THE TASKS:
1. In the forum post about gray credit card charges, how much does each cardholder lose to such charges per year?
2. Transcribe the forum post about gray credit card charges, starting at "And gray charges, the" and ending at "the report says.".

Your first question asked about credit card errors, then you posted the article about credit reporting errors. They are not the same.
Reply Mon 5 Aug, 2013 12:38 pm
Thank you.

You are quite right. I posted the wrong article.

See below:

$14B in bogus credit


Last Updated: 1:34 AM, August 4, 2013

Posted: 10:21 PM, August 3, 2013

Call it the “graying” of America, and it has nothing to do with baby boomers.

Instead, it’s the $14 billion credit card holders are losing each year to “gray,” or deceptive, credit- or debit-card charges, according to a new study by industry consultant Aite Group.

That amounts to $215 a year per cardholder on charges like a canceled gym membership or unsubscribed magazine.

“Companies exercising their gray rights (however wrong they may seem to the rest of us) are well-known entities that many of us do business with every day. They know levying charges is legal, but unethical,” says fraud expert Robert Siciliano.

And gray charges, the report says, are also a problem for the card companies, which actually are losing money on them.

Why? Because “issuers incur service-related expenses when cardholders question and dispute charges,” the report says.

“I would estimate that it is costing the card companies some $360 million more a year in costs than the additional revenue that comes through their network,” said Aite Group analyst Ron Shevlin, the author of the report.

“Banks don’t want gray charges. They lead to unhappy customers who cancel their cards,” says Nessa Feddis, a senior vice president for consumer protection and payments for the American Bankers Association.

Discover Card, listed in the report as having the largest percentage of gray transactions, disputed the numbers. It is fighting gray charges, a spokeswoman said.

“Discover does not assess gray charges. These charges are imposed by the merchant from which the cardholder purchased a product or a service,” says Katie Henry, a Discover spokeswoman. She added that Discover is monitoring merchants that have high dispute rates.

Some card issuers, Shevlin says, are considering providing apps that would identify a gray charge. But until that happens, vigilance is the best strategy in avoiding or reversing such charges.

“Consumers should look at their card bills carefully each month,” Shevlin adds. “They should read disclosure agreements carefully. It is amazing how many consumers don’t take common-sense steps.”

ENTRIES SUPPLIED:
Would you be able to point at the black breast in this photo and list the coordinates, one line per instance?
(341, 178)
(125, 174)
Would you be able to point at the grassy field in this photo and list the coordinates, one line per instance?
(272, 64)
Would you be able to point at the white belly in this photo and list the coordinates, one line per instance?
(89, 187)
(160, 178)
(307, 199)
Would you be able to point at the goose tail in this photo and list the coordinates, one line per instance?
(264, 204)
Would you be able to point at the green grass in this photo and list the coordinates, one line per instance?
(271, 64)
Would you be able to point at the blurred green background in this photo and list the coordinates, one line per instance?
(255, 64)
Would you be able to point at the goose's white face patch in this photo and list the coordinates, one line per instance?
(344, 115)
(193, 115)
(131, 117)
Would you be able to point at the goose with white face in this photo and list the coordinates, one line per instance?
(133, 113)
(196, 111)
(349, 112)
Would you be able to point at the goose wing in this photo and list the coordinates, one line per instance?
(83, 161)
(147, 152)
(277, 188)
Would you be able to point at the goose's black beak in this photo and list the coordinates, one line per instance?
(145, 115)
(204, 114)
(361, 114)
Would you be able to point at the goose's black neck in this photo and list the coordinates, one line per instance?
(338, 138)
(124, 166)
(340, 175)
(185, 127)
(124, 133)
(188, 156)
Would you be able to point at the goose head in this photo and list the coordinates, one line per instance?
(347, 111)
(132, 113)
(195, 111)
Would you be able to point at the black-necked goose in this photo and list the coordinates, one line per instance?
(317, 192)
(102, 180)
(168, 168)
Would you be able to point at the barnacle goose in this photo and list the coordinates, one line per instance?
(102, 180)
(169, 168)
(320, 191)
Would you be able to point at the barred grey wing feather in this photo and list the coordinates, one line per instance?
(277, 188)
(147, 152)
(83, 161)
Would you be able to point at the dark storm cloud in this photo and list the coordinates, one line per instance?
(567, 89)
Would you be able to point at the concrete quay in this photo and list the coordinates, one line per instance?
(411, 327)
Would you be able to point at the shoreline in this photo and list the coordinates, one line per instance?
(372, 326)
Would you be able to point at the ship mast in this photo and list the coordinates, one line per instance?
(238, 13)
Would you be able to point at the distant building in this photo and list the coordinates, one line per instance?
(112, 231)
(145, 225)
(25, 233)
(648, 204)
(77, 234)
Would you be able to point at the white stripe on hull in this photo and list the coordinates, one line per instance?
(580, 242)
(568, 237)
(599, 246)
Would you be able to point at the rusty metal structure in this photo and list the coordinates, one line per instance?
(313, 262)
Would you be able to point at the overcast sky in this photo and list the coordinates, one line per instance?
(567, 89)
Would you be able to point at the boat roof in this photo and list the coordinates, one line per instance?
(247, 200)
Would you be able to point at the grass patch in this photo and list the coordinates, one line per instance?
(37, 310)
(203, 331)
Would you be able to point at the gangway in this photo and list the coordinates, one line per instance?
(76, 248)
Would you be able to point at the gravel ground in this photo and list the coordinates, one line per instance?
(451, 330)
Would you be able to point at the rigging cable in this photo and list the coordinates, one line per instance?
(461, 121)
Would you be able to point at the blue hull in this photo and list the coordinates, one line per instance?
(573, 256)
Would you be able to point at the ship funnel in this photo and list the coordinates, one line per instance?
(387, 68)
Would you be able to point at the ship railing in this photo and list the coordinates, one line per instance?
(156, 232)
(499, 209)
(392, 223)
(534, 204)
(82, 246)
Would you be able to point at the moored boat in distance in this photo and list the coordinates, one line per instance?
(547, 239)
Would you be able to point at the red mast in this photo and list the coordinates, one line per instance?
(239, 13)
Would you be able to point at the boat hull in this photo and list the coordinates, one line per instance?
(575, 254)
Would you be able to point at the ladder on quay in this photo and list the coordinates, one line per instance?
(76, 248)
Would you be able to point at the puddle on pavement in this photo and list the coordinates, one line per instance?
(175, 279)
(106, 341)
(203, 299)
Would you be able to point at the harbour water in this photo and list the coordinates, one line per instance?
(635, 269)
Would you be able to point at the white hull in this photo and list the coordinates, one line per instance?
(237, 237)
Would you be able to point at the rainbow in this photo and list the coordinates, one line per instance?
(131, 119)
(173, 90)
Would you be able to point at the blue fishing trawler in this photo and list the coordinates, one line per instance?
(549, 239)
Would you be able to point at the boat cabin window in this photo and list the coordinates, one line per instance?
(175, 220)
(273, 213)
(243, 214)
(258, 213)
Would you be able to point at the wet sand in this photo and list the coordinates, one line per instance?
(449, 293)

PROBLEM SOLUTIONS:
1. $215 a year per cardholder.

2.
And gray charges, the report says, are also a problem for the card companies, which actually are losing money on them.

Why? Because “issuers incur service-related expenses when cardholders question and dispute charges,” the report says.